§ **JOB**
Put every line of the entries below into a JSON list of strings, with one string per line and no blank lines.

§ **DATA EXTRACT**
───

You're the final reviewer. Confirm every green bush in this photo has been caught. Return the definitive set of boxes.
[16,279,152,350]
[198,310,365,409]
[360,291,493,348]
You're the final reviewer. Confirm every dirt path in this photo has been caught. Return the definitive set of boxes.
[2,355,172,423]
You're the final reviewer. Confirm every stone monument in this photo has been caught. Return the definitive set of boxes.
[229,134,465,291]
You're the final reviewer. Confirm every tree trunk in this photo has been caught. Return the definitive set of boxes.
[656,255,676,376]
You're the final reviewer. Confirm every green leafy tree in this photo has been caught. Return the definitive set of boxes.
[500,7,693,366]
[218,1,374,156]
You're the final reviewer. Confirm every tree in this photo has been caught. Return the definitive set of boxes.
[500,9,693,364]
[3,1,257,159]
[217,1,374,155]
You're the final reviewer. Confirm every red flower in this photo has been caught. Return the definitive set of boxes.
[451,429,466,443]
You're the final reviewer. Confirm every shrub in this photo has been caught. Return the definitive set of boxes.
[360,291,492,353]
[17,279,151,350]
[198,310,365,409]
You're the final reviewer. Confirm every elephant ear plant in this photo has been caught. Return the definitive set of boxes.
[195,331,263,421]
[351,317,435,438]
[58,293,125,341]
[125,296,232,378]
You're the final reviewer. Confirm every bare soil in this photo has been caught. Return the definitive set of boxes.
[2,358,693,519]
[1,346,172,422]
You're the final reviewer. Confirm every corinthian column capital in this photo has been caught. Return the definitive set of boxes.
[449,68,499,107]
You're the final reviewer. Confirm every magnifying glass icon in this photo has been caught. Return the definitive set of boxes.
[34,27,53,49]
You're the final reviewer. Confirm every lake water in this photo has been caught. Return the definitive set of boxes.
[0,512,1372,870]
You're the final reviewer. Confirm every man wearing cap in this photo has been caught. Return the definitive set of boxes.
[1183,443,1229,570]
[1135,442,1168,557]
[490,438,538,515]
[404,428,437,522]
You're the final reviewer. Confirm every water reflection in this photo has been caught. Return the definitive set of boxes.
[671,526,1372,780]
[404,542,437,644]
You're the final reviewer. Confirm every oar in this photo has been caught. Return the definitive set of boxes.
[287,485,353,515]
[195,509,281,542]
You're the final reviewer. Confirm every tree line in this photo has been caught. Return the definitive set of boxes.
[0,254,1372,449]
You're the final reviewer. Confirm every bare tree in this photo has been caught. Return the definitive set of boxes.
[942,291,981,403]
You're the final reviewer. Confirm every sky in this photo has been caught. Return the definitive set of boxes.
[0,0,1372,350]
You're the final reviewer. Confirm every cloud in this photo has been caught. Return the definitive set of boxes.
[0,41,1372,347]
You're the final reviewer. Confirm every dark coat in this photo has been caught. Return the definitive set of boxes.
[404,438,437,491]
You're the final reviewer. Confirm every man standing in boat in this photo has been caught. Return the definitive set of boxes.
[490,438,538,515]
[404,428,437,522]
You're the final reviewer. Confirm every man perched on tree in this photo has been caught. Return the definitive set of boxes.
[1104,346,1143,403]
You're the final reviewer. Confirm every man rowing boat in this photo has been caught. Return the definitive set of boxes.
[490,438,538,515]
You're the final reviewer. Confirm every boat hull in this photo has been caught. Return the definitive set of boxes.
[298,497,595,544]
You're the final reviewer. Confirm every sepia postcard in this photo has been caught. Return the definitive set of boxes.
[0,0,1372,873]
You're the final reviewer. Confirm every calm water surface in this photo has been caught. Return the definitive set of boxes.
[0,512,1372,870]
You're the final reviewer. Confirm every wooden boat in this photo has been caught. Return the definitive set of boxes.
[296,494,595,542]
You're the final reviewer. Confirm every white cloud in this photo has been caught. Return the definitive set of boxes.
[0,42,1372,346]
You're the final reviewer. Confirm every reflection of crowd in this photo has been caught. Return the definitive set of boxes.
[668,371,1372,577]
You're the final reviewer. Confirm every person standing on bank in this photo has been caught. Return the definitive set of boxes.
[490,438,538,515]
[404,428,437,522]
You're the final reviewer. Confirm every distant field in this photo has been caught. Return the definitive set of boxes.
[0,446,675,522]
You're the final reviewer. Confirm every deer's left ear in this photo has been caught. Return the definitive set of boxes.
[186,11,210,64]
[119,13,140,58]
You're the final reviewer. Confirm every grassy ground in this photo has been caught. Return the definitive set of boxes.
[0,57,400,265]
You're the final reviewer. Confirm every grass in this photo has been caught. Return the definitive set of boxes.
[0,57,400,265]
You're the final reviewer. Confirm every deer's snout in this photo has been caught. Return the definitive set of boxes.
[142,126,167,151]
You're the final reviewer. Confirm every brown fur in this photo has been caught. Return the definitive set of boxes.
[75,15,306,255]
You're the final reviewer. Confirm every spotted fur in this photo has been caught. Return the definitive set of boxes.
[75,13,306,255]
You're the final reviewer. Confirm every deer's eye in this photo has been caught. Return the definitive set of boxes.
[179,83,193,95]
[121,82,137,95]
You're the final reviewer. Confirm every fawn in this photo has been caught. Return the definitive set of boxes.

───

§ **SOLUTION FOR THIS EXERCISE**
[
  "You're the final reviewer. Confirm every green bush in this photo has been caught. Return the definitive set of boxes.",
  "[16,279,152,350]",
  "[198,310,365,409]",
  "[360,291,493,348]",
  "You're the final reviewer. Confirm every dirt path in this photo has been caught. Return the definitive set of boxes.",
  "[2,355,172,423]",
  "You're the final reviewer. Confirm every stone monument in this photo has been caught. Return the definitive set of boxes.",
  "[229,134,465,291]",
  "You're the final reviewer. Confirm every tree trunk in this photo has been caught. Return the definitive set of boxes.",
  "[656,255,676,376]",
  "You're the final reviewer. Confirm every green leafy tree in this photo has been caught. Return the definitive set of boxes.",
  "[500,7,693,366]",
  "[218,1,374,156]",
  "You're the final reviewer. Confirm every tree in this photo has been caught. Return the definitive set of boxes.",
  "[500,9,693,364]",
  "[3,1,257,159]",
  "[217,1,374,155]",
  "You're the final reviewer. Confirm every red flower in this photo has been caught. Return the definitive set of boxes.",
  "[451,429,466,443]",
  "You're the final reviewer. Confirm every shrub in this photo has been caught. Return the definitive set of boxes.",
  "[360,291,492,353]",
  "[17,279,151,350]",
  "[198,310,365,409]",
  "You're the final reviewer. Confirm every elephant ear plant in this photo has been caught. Return the definitive set of boxes.",
  "[195,331,263,421]",
  "[351,317,435,438]",
  "[58,293,125,341]",
  "[125,296,232,378]",
  "You're the final reviewer. Confirm every bare soil in this photo has been caught. Return the definitive set of boxes.",
  "[2,358,693,519]",
  "[1,346,172,422]",
  "You're the final reviewer. Confirm every corinthian column capital in this photo has been caught. Return the definitive set of boxes.",
  "[449,68,499,107]",
  "You're the final reviewer. Confirm every magnifying glass icon in this photo has been caught. Return the definitive set of boxes.",
  "[34,27,53,49]",
  "You're the final reviewer. Confirm every lake water in this photo has been caught. Return the definitive set of boxes.",
  "[0,512,1372,870]",
  "You're the final reviewer. Confirm every man wearing cap in this photo has been caught. Return the definitive set of boxes.",
  "[1183,443,1229,570]",
  "[1135,442,1168,557]",
  "[490,438,538,515]",
  "[404,428,437,522]",
  "You're the final reviewer. Confirm every water reflection in this photo has been caught. Return the definitive set of boxes.",
  "[671,526,1372,780]",
  "[404,542,437,644]",
  "You're the final reviewer. Confirm every oar in this photo has been caught. Return the definitive set of boxes.",
  "[287,485,353,515]",
  "[195,509,281,542]",
  "You're the final reviewer. Confirm every tree line in this photo has been caught. Return the definitive set of boxes.",
  "[0,254,1372,449]",
  "You're the final reviewer. Confirm every bare tree in this photo has been caught. Return the definitive set of boxes.",
  "[942,291,981,403]",
  "You're the final reviewer. Confirm every sky in this photo has been caught. Return the definitive set of boxes.",
  "[0,0,1372,350]",
  "You're the final reviewer. Confirm every cloud in this photo has been caught. Return the definitive set of boxes.",
  "[0,41,1372,347]",
  "You're the final reviewer. Confirm every dark coat in this photo has been caught. Return the definitive set of boxes.",
  "[404,438,437,491]",
  "You're the final reviewer. Confirm every man standing in boat in this photo has been caught. Return the definitive set of boxes.",
  "[490,438,538,515]",
  "[404,428,437,522]",
  "You're the final reviewer. Confirm every man perched on tree in this photo has been caught. Return the definitive set of boxes.",
  "[1104,346,1143,403]",
  "You're the final reviewer. Confirm every man rowing boat in this photo has been caught. Return the definitive set of boxes.",
  "[490,438,538,515]",
  "You're the final reviewer. Confirm every boat hull in this photo has been caught. Return the definitive set of boxes.",
  "[298,497,595,544]",
  "You're the final reviewer. Confirm every sepia postcard in this photo has been caught. Return the definitive set of boxes.",
  "[0,0,1372,873]",
  "You're the final reviewer. Confirm every calm water surface in this photo has been caught. Return the definitive set of boxes.",
  "[0,512,1372,870]",
  "You're the final reviewer. Confirm every wooden boat in this photo has been caught. Return the definitive set of boxes.",
  "[296,494,595,542]",
  "You're the final reviewer. Confirm every white cloud in this photo has been caught. Return the definitive set of boxes.",
  "[0,42,1372,346]",
  "You're the final reviewer. Confirm every reflection of crowd in this photo has been caught. Return the definitive set of boxes.",
  "[668,371,1372,577]",
  "You're the final reviewer. Confirm every person standing on bank in this photo has been caught. Return the definitive set of boxes.",
  "[490,438,538,515]",
  "[404,428,437,522]",
  "You're the final reviewer. Confirm every distant field in this photo has been caught. Return the definitive set of boxes.",
  "[0,446,675,522]",
  "You're the final reviewer. Confirm every deer's left ear in this photo has been caught. Return the definitive set of boxes.",
  "[186,11,210,64]",
  "[119,13,140,58]",
  "You're the final reviewer. Confirm every grassy ground in this photo has been caught. Return the definitive set of boxes.",
  "[0,57,400,265]",
  "You're the final reviewer. Confirm every grass in this photo has been caught. Return the definitive set of boxes.",
  "[0,57,400,265]",
  "You're the final reviewer. Confirm every deer's snout in this photo has been caught. Return the definitive set of boxes.",
  "[142,126,167,151]",
  "You're the final reviewer. Confirm every brown fur in this photo has been caught. Return the definitive set of boxes.",
  "[75,15,306,255]",
  "You're the final reviewer. Confirm every spotted fur in this photo has been caught. Return the definitive set of boxes.",
  "[75,13,306,255]",
  "You're the final reviewer. Confirm every deer's eye in this photo has been caught. Return the definitive set of boxes.",
  "[179,83,193,95]",
  "[121,82,137,95]",
  "You're the final reviewer. Confirm every fawn in this photo has been caught. Return the definitive set of boxes."
]